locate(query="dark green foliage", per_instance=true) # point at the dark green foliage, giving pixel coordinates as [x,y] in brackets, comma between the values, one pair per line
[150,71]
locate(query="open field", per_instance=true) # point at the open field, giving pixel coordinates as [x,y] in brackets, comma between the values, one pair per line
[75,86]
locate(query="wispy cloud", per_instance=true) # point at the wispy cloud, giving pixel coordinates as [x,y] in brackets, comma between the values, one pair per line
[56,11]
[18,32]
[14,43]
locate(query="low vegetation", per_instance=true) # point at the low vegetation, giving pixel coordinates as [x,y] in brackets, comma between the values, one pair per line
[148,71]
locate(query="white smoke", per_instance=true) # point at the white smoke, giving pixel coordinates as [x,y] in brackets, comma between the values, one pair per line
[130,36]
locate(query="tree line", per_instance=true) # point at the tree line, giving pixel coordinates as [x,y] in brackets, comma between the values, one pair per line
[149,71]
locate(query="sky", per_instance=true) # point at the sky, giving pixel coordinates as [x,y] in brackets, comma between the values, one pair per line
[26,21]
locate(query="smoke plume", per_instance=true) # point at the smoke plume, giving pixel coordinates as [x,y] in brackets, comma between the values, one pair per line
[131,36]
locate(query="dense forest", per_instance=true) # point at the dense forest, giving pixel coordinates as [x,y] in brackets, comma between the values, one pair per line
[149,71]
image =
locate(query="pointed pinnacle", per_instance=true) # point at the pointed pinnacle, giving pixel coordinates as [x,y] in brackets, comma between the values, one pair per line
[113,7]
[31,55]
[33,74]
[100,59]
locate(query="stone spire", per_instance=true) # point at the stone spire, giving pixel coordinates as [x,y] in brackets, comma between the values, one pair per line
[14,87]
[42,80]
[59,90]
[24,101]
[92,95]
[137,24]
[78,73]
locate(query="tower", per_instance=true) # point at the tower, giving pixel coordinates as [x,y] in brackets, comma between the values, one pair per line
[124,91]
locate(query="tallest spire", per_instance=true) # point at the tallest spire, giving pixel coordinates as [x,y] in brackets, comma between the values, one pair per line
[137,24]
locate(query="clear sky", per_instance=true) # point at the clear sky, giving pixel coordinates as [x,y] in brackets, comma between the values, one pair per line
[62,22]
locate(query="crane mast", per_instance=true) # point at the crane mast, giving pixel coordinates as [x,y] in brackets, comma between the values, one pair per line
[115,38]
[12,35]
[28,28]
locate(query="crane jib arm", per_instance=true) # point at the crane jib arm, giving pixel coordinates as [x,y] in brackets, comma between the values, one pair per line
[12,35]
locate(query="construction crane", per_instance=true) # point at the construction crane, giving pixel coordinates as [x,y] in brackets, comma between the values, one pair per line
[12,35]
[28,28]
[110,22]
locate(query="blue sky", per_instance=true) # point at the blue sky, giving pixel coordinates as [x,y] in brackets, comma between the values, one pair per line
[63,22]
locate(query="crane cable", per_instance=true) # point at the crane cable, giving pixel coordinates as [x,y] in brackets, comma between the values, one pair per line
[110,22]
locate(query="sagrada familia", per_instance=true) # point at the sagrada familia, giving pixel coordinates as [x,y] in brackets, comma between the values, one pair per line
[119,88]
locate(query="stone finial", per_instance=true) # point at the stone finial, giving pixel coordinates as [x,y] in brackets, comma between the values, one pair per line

________________

■ GIVEN PROBLEM ■
Could you write out again the lines from the one containing "at the sagrada" through the end of the records, both ends included and requests kept, and multiply each answer coordinate by 1.9, rounding to whole numbers with halves rounded up?

■ FULL RESPONSE ■
locate(query="sagrada familia", per_instance=true) # point at the sagrada familia, giving pixel coordinates as [x,y] in brackets, comma between the values, one pair per line
[226,167]
locate(query="stone finial", per_instance=true) # point at the stone finial, giving pixel coordinates as [x,y] in brackets, comma between the values, one pair per line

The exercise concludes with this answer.